- ENTRIES -
━━━━━━
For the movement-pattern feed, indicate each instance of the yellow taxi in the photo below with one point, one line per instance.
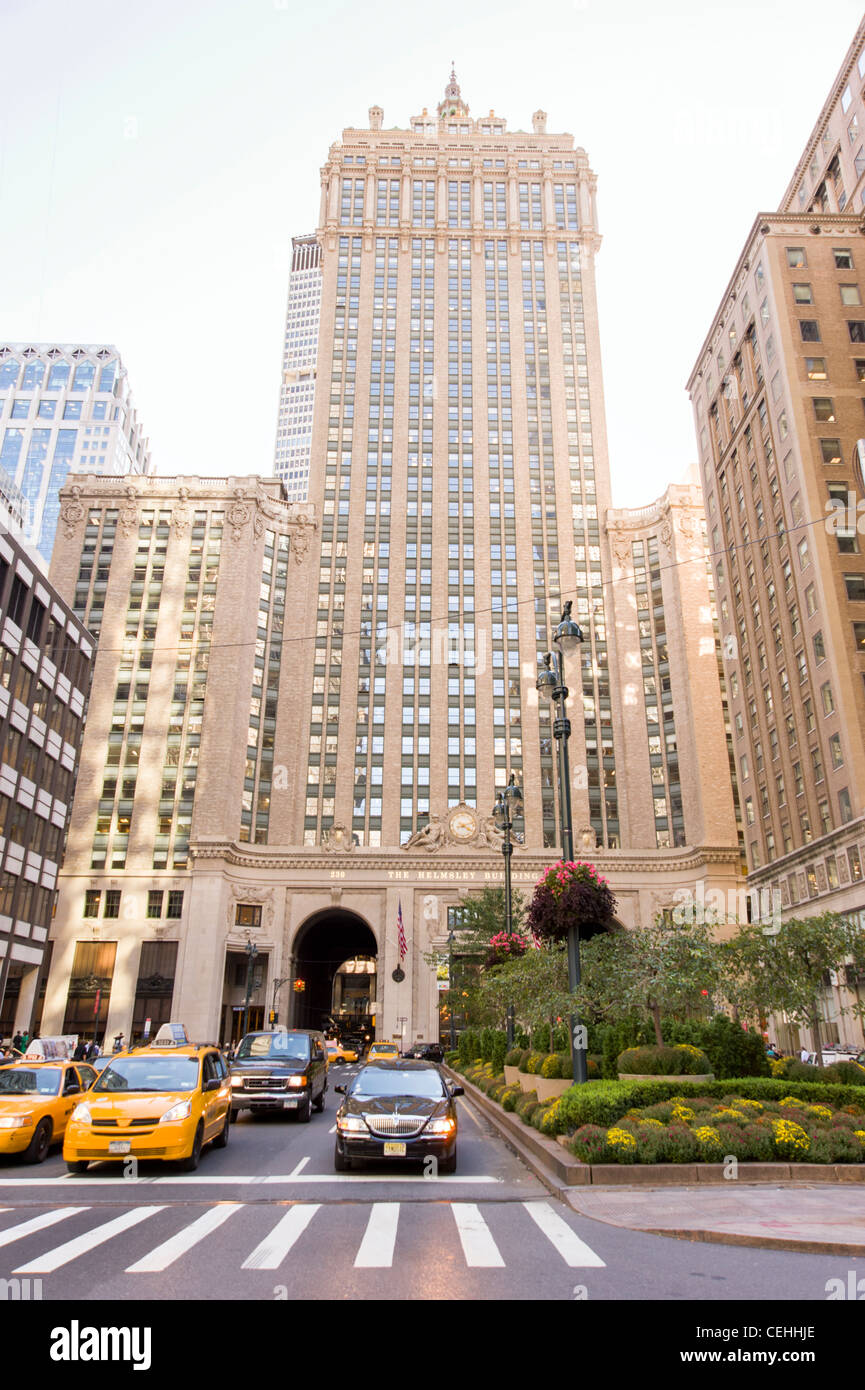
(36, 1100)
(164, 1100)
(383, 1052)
━━━━━━
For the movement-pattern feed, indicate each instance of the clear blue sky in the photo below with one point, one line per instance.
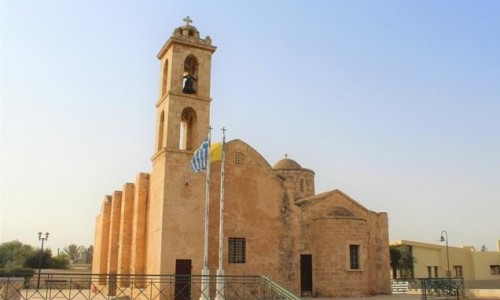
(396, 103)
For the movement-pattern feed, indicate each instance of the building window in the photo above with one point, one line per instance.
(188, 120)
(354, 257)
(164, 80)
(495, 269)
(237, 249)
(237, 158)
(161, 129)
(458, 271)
━━━━━━
- EXERCISE DETAILS -
Scale the entries from the line that contains "of the yellow" through the line that contains "(383, 1052)", both included. Rewrite each of these lines with the requests kept and every point coordinate multiplied by 1.5 and rounded to a whole number, halves up, and leave the pictures out.

- EXPECTED ANSWER -
For the movement-pattern feed, indicate each instance of the yellow taxi in the photo below with one point, one line per instance.
(54, 1650)
(246, 1650)
(575, 1578)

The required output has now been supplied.